■ **Objective**
Could you restate the entries, requests included, from the very start through the line containing "[186, 380, 262, 480]" (both ends included), scaling every bounding-box coordinate in the answers by 2.35 and rounding to whole numbers with halves going up? Leave the numbers in the requests and their reply samples unchanged, and omit the pictures.
.....
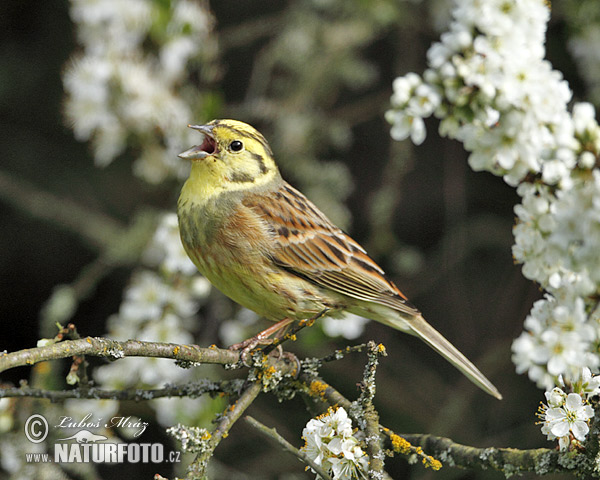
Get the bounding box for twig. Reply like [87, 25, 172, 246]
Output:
[358, 341, 387, 478]
[244, 416, 331, 480]
[0, 337, 240, 372]
[401, 433, 580, 478]
[187, 381, 262, 480]
[0, 379, 243, 402]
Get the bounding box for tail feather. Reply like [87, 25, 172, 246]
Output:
[386, 315, 502, 400]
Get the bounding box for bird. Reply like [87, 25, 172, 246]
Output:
[177, 119, 502, 399]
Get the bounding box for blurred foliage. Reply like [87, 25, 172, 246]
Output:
[0, 0, 600, 480]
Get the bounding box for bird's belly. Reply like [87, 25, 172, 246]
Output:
[190, 251, 343, 321]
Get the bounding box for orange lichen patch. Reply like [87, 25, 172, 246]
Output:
[423, 456, 442, 471]
[390, 433, 412, 455]
[383, 428, 442, 470]
[299, 318, 315, 327]
[35, 362, 50, 375]
[308, 380, 327, 398]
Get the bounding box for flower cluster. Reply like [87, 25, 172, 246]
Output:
[386, 0, 600, 388]
[301, 407, 369, 480]
[538, 368, 600, 450]
[64, 0, 214, 183]
[95, 213, 210, 418]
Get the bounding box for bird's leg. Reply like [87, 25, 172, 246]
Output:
[229, 318, 294, 355]
[229, 308, 329, 365]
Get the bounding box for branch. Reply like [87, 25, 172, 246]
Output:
[0, 379, 243, 402]
[358, 341, 387, 478]
[244, 416, 331, 480]
[0, 337, 240, 372]
[401, 433, 598, 478]
[186, 380, 262, 480]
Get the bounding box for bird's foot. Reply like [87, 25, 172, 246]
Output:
[229, 318, 293, 367]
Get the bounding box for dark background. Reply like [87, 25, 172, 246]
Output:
[0, 0, 586, 479]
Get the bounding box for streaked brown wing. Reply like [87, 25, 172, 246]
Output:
[243, 182, 419, 315]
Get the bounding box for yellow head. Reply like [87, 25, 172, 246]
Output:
[179, 120, 279, 199]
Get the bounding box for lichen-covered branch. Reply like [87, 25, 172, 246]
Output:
[186, 381, 263, 480]
[0, 379, 244, 402]
[401, 434, 600, 478]
[0, 337, 240, 372]
[244, 415, 331, 480]
[358, 341, 387, 478]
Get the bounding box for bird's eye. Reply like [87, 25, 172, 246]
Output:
[229, 140, 244, 152]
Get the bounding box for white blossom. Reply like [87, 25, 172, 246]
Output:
[539, 387, 594, 450]
[386, 0, 600, 388]
[301, 407, 369, 480]
[64, 0, 216, 183]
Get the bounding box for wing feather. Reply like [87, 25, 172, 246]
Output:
[243, 183, 419, 316]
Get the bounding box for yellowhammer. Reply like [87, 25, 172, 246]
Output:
[177, 120, 502, 398]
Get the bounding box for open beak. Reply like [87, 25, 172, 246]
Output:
[178, 125, 217, 160]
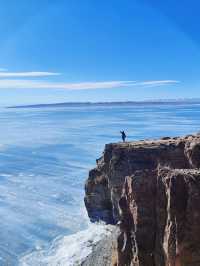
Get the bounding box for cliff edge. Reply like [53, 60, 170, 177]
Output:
[85, 135, 200, 266]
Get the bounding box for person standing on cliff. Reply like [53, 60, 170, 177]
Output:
[120, 131, 126, 142]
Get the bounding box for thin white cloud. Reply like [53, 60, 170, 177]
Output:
[0, 79, 179, 90]
[0, 71, 60, 78]
[138, 80, 180, 87]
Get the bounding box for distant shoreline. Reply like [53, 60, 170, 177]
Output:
[6, 99, 200, 109]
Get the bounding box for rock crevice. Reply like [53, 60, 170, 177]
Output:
[85, 135, 200, 266]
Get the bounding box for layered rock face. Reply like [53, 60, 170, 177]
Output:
[85, 135, 200, 266]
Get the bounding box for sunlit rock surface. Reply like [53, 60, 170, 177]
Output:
[85, 135, 200, 266]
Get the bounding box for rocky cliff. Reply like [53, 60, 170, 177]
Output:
[85, 135, 200, 266]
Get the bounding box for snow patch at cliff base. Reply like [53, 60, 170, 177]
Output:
[19, 224, 113, 266]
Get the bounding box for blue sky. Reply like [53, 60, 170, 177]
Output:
[0, 0, 200, 105]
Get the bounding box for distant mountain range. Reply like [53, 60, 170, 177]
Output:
[7, 99, 200, 108]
.....
■ **Written solution**
Get the bounding box for twig. Reply like [87, 25, 172, 246]
Output:
[841, 801, 909, 1123]
[573, 978, 778, 1128]
[0, 792, 564, 874]
[942, 1018, 1363, 1123]
[439, 895, 616, 1128]
[0, 891, 571, 945]
Get the bounding box for tail feather. Reply like [87, 25, 172, 246]
Output:
[907, 740, 1180, 940]
Get the bounding box for bird. Reply like [87, 25, 172, 246]
Output:
[416, 280, 1180, 938]
Get the bounding box for blurred foliage. Reply like [87, 25, 172, 246]
Output:
[0, 0, 1410, 1128]
Get the bounding box for bird's belly. Reply like [87, 25, 172, 246]
Output:
[447, 590, 806, 754]
Get the bounding box for orange lichen patch. Reply like [87, 25, 172, 246]
Output:
[994, 1072, 1039, 1107]
[917, 1018, 968, 1069]
[900, 1006, 1039, 1105]
[703, 747, 740, 768]
[82, 851, 118, 881]
[724, 893, 768, 935]
Get the bounding box for flower cluster. Reply like [87, 25, 172, 246]
Output:
[907, 0, 1410, 912]
[707, 956, 867, 1128]
[1264, 865, 1410, 1058]
[150, 0, 503, 430]
[223, 501, 494, 982]
Get the bounding box for bird's leg. Reply like [87, 25, 172, 246]
Output:
[538, 747, 691, 834]
[538, 724, 773, 858]
Get the bounding box for branch. Reply like [87, 25, 172, 246]
Output:
[0, 891, 571, 945]
[841, 801, 909, 1123]
[573, 978, 778, 1128]
[0, 792, 564, 874]
[942, 1018, 1405, 1123]
[437, 893, 616, 1128]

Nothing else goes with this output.